### Input material ###
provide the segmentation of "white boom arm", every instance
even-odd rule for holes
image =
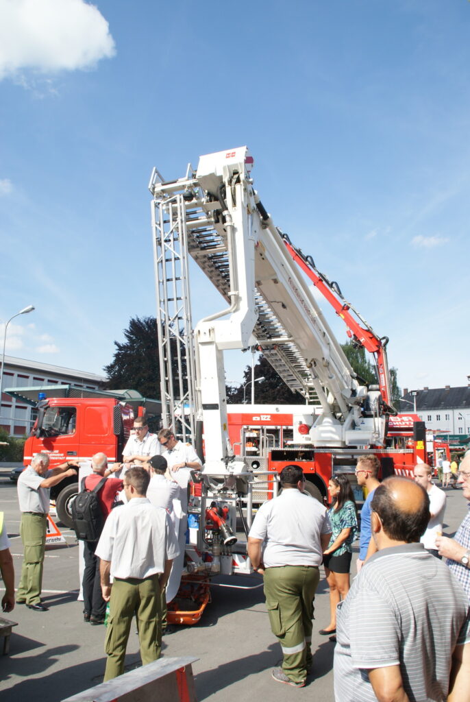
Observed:
[[[244,470],[229,442],[223,351],[254,344],[292,389],[316,394],[323,412],[311,430],[316,446],[380,444],[385,418],[377,395],[356,378],[281,232],[253,189],[246,147],[203,156],[196,173],[150,188],[161,204],[180,197],[178,227],[187,251],[229,307],[195,329],[197,405],[206,436],[205,471]],[[372,411],[363,411],[368,400]],[[210,439],[210,440],[208,440]]]

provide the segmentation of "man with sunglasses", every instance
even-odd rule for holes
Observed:
[[[136,463],[137,465],[145,463],[151,456],[161,453],[161,446],[156,434],[150,433],[145,417],[136,417],[133,428],[135,433],[129,437],[122,452],[124,468],[126,470],[131,463]]]
[[[370,556],[376,549],[372,538],[370,530],[370,503],[374,491],[380,483],[377,479],[380,462],[376,456],[361,456],[356,466],[356,477],[360,487],[367,489],[368,495],[361,510],[361,536],[359,536],[359,557],[356,566],[358,573],[362,568],[368,555]]]
[[[161,452],[166,458],[170,472],[180,468],[201,469],[201,459],[193,447],[190,444],[178,441],[171,429],[161,429],[159,432],[159,442],[163,449],[163,452]]]
[[[457,483],[462,486],[462,494],[470,501],[470,453],[460,463]],[[459,526],[455,538],[442,535],[436,537],[439,555],[447,558],[447,564],[466,592],[470,600],[470,512]]]

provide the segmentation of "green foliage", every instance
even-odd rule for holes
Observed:
[[[363,346],[355,347],[351,341],[347,341],[345,344],[341,344],[341,347],[344,352],[344,355],[351,364],[353,371],[366,383],[375,384],[378,382],[375,366],[367,357],[365,349]],[[398,388],[398,370],[396,368],[391,368],[389,370],[390,375],[390,397],[391,404],[397,407],[397,403],[401,397],[401,392]]]
[[[401,390],[398,388],[398,371],[396,368],[390,369],[390,395],[391,396],[391,404],[398,409],[400,406],[400,398],[401,397]]]
[[[115,341],[113,359],[104,370],[108,376],[105,390],[137,390],[144,397],[160,397],[160,360],[156,319],[154,317],[132,317],[124,329],[125,342]],[[172,342],[173,343],[173,342]],[[172,347],[172,351],[173,348]],[[175,359],[175,353],[173,353]],[[185,376],[184,359],[182,359]],[[177,388],[177,362],[174,362],[173,378]]]
[[[0,429],[0,442],[6,442],[6,446],[0,446],[0,461],[19,463],[23,460],[23,449],[26,437],[18,439],[10,437],[4,429]]]
[[[255,365],[255,378],[263,378],[264,380],[255,383],[255,402],[257,404],[302,404],[304,402],[300,392],[293,392],[286,385],[271,364],[260,356]],[[251,366],[247,366],[243,373],[243,383],[246,386],[245,399],[251,402]],[[243,383],[237,388],[227,386],[227,402],[229,404],[241,404],[243,402]]]
[[[160,397],[160,366],[154,317],[131,318],[125,342],[115,341],[113,359],[105,366],[106,390],[131,389],[144,397]]]
[[[368,383],[377,382],[375,366],[367,358],[363,346],[356,347],[352,341],[347,341],[341,347],[354,373]]]

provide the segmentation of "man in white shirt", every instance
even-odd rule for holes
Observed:
[[[145,496],[149,481],[145,468],[129,468],[123,478],[128,502],[112,511],[95,551],[100,559],[103,600],[109,601],[105,681],[124,672],[134,615],[142,665],[160,657],[161,592],[179,550],[168,512],[154,507]]]
[[[1,608],[4,612],[11,612],[15,607],[15,569],[3,512],[0,512],[0,572],[5,585]]]
[[[75,465],[71,461],[72,465]],[[36,453],[31,465],[21,473],[17,485],[21,512],[20,535],[23,543],[23,564],[16,602],[29,609],[44,612],[41,602],[42,571],[46,550],[46,529],[49,513],[51,488],[67,476],[76,475],[68,461],[48,470],[48,453]],[[76,465],[78,469],[78,465]]]
[[[163,507],[170,515],[171,523],[175,529],[175,536],[177,534],[178,522],[175,514],[175,504],[179,503],[180,486],[174,480],[168,480],[165,477],[168,464],[163,456],[153,456],[147,465],[150,468],[150,482],[147,490],[147,496],[155,507]],[[184,538],[186,541],[186,538]],[[184,544],[180,549],[184,549]],[[183,554],[184,555],[184,554]],[[161,635],[167,630],[168,610],[166,607],[166,588],[161,590],[161,627],[159,628],[159,640],[161,642]]]
[[[159,442],[163,449],[162,456],[168,463],[166,477],[175,480],[180,486],[179,494],[173,500],[175,528],[180,544],[180,556],[173,564],[168,582],[166,596],[169,602],[177,592],[183,569],[191,470],[200,470],[202,465],[191,444],[178,441],[171,429],[161,429],[159,432]]]
[[[282,668],[275,668],[271,677],[276,682],[304,687],[311,667],[313,600],[331,525],[326,508],[304,493],[301,468],[286,466],[280,480],[281,495],[265,502],[256,514],[248,534],[248,556],[264,575],[271,630],[283,651]]]
[[[442,486],[448,487],[450,480],[450,461],[445,458],[442,462]]]
[[[427,463],[418,463],[415,466],[415,482],[424,488],[429,498],[429,512],[431,517],[427,529],[421,537],[420,541],[424,548],[433,556],[442,558],[436,545],[436,537],[442,536],[442,524],[445,511],[447,495],[440,490],[431,481],[431,468]]]
[[[124,470],[119,477],[123,477],[130,464],[145,463],[150,456],[161,453],[156,434],[150,433],[145,417],[136,417],[133,429],[135,433],[129,437],[122,452]]]
[[[202,467],[201,458],[191,444],[178,441],[171,429],[160,430],[159,442],[163,446],[162,455],[166,458],[170,472],[175,472],[180,468],[199,470]]]

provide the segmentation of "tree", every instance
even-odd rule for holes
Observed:
[[[271,364],[262,355],[255,366],[255,379],[264,378],[264,380],[255,383],[255,401],[260,404],[300,404],[304,402],[300,392],[290,390]],[[247,366],[243,373],[243,383],[238,388],[229,386],[227,388],[227,401],[229,404],[241,404],[243,402],[243,385],[246,387],[245,398],[248,404],[251,402],[251,366]]]
[[[344,344],[341,344],[341,347],[344,352],[344,355],[351,364],[353,371],[357,373],[358,376],[362,378],[366,383],[377,383],[377,377],[375,371],[375,366],[365,355],[365,349],[363,346],[355,346],[352,341],[347,341]],[[389,370],[390,376],[390,402],[392,405],[397,406],[396,403],[401,397],[401,392],[398,388],[398,370],[396,368],[391,368]]]
[[[106,390],[132,389],[144,397],[160,397],[160,366],[154,317],[132,317],[124,329],[126,341],[114,341],[116,351],[105,371]]]
[[[398,371],[396,368],[390,369],[390,395],[391,404],[398,409],[401,397],[401,390],[398,388]]]
[[[354,373],[368,383],[377,382],[375,366],[365,356],[363,346],[356,346],[352,341],[347,341],[341,344],[341,347]]]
###
Stated task:
Print the complete listing exactly, apart from any pictures.

Response:
provide the segmentation of "white boom arm", every instance
even-odd rule for holes
image =
Observed:
[[[244,470],[229,442],[223,351],[254,344],[292,389],[316,394],[323,412],[311,430],[316,446],[380,444],[385,418],[377,395],[356,378],[281,232],[253,189],[246,147],[203,156],[196,173],[150,188],[161,204],[180,197],[178,227],[187,251],[229,307],[195,329],[197,405],[206,436],[205,471]],[[372,411],[363,411],[368,400]],[[210,439],[210,440],[208,440]]]

provide the segmentation of "man with sunglasses", every instance
even-odd rule for holes
Observed:
[[[136,463],[137,465],[145,463],[151,456],[161,453],[161,446],[156,434],[150,433],[145,417],[136,417],[133,428],[135,433],[129,437],[122,452],[124,468],[126,470],[131,463]]]
[[[370,556],[376,549],[372,538],[370,530],[370,503],[374,491],[380,483],[377,479],[380,462],[376,456],[361,456],[356,466],[356,477],[360,487],[367,489],[368,495],[361,510],[361,536],[359,536],[359,557],[356,566],[358,573],[362,568],[368,555]]]
[[[161,452],[166,458],[170,472],[180,468],[201,469],[201,459],[193,447],[190,444],[178,441],[171,429],[161,429],[159,432],[159,442],[163,449],[163,452]]]
[[[457,483],[462,486],[462,494],[470,501],[470,453],[460,463]],[[459,526],[455,538],[442,535],[436,537],[439,555],[447,558],[447,564],[466,592],[470,600],[470,512]]]

provide the segmentation of "green foliage", every instance
even-odd rule for holes
Observed:
[[[363,346],[355,347],[351,341],[347,341],[345,344],[341,344],[341,347],[344,352],[344,355],[351,364],[353,371],[366,383],[375,384],[378,382],[375,366],[367,357],[365,349]],[[398,388],[398,370],[396,368],[391,368],[389,370],[390,375],[390,397],[391,404],[397,407],[397,403],[401,397],[401,392]]]
[[[401,390],[398,388],[398,371],[396,368],[390,369],[390,395],[391,396],[391,404],[398,409],[400,406],[400,398],[401,397]]]
[[[115,341],[113,359],[104,370],[108,376],[105,390],[137,390],[144,397],[160,397],[160,360],[156,319],[154,317],[132,317],[124,329],[125,342]],[[172,342],[173,343],[173,342]],[[172,347],[172,351],[173,348]],[[175,359],[175,353],[173,353]],[[185,376],[184,359],[182,359]],[[177,388],[177,362],[174,362],[173,378]]]
[[[0,429],[0,442],[6,442],[6,446],[0,446],[0,461],[19,463],[23,460],[23,449],[26,437],[18,439],[10,437],[4,429]]]
[[[255,365],[255,378],[263,378],[264,380],[255,383],[255,402],[257,404],[302,404],[304,402],[300,392],[293,392],[286,385],[271,364],[260,356]],[[251,366],[247,366],[243,373],[243,383],[246,386],[245,399],[251,402]],[[243,383],[237,388],[227,386],[227,402],[229,404],[241,404],[243,402]]]
[[[160,397],[160,366],[154,317],[131,318],[125,342],[115,341],[113,359],[105,366],[106,390],[131,389],[144,397]]]
[[[368,383],[377,382],[375,366],[367,358],[363,346],[356,347],[352,341],[347,341],[341,347],[354,373]]]

provide the segmentation of "man in white shirt", every instance
even-odd rule for holes
Observed:
[[[145,496],[149,481],[145,468],[129,468],[123,478],[128,502],[112,511],[95,551],[100,559],[103,600],[109,601],[105,681],[124,672],[134,615],[142,665],[160,657],[161,592],[179,550],[168,512],[154,507]]]
[[[1,608],[4,612],[11,612],[15,607],[15,569],[3,512],[0,512],[0,572],[5,585]]]
[[[75,465],[71,461],[72,465]],[[36,453],[31,465],[21,473],[17,485],[21,512],[20,535],[23,543],[23,564],[16,602],[29,609],[44,612],[41,602],[42,571],[46,550],[46,529],[49,513],[51,488],[67,476],[76,475],[68,461],[48,470],[48,453]],[[76,465],[78,469],[78,465]]]
[[[163,507],[170,515],[171,523],[175,529],[175,536],[177,534],[178,522],[175,514],[175,504],[179,503],[180,486],[174,480],[168,480],[165,477],[168,464],[163,456],[153,456],[147,465],[150,468],[150,482],[147,490],[147,496],[155,507]],[[184,538],[186,541],[186,538]],[[184,544],[180,549],[184,549]],[[183,554],[184,555],[184,554]],[[161,635],[167,630],[168,610],[166,607],[166,588],[161,590],[161,627],[159,628],[159,640],[161,642]]]
[[[159,442],[163,449],[162,456],[168,463],[166,477],[175,480],[180,486],[179,494],[173,500],[175,528],[180,544],[180,556],[173,564],[168,582],[166,596],[169,602],[177,592],[183,569],[191,470],[200,470],[202,465],[191,444],[178,441],[171,429],[161,429],[159,432]]]
[[[282,668],[275,668],[271,677],[276,682],[304,687],[311,667],[313,600],[331,525],[326,508],[304,493],[301,468],[286,466],[280,480],[281,495],[265,502],[256,514],[248,534],[248,556],[264,575],[271,630],[283,651]]]
[[[442,486],[448,487],[450,480],[450,461],[445,458],[442,462]]]
[[[427,463],[418,463],[415,466],[415,482],[424,488],[429,498],[429,512],[431,517],[427,529],[421,537],[420,541],[424,548],[433,556],[442,558],[436,545],[436,537],[442,536],[442,524],[445,511],[447,495],[440,490],[431,481],[431,468]]]
[[[124,470],[119,477],[123,477],[130,464],[145,463],[150,456],[161,453],[156,434],[150,433],[145,417],[136,417],[133,429],[135,433],[129,437],[122,452]]]
[[[202,467],[201,458],[191,444],[178,441],[171,429],[160,430],[159,442],[163,446],[162,455],[166,458],[170,472],[175,472],[180,468],[199,470]]]

provide the segmentation of "tree", every instance
even-odd rule for holes
Observed:
[[[271,364],[262,355],[255,366],[255,379],[264,378],[264,380],[255,383],[255,401],[260,404],[300,404],[304,402],[300,392],[290,390]],[[247,366],[243,373],[243,383],[238,388],[229,386],[227,388],[227,401],[229,404],[241,404],[243,402],[243,385],[246,387],[245,398],[248,404],[251,402],[251,366]]]
[[[344,344],[341,344],[341,347],[344,352],[344,355],[351,364],[353,371],[357,373],[358,376],[362,378],[366,383],[377,383],[377,377],[375,371],[375,366],[365,355],[365,349],[363,346],[355,346],[352,341],[347,341]],[[389,370],[390,376],[390,402],[392,405],[397,406],[396,403],[401,397],[401,392],[398,388],[398,370],[396,368],[391,368]]]
[[[106,390],[132,389],[144,397],[160,397],[160,366],[154,317],[132,317],[124,329],[126,341],[114,341],[116,351],[105,371]]]
[[[398,371],[396,368],[390,369],[390,395],[391,404],[398,409],[401,397],[401,390],[398,388]]]
[[[354,373],[368,383],[377,382],[375,366],[365,356],[363,346],[356,346],[352,341],[347,341],[341,344],[341,347]]]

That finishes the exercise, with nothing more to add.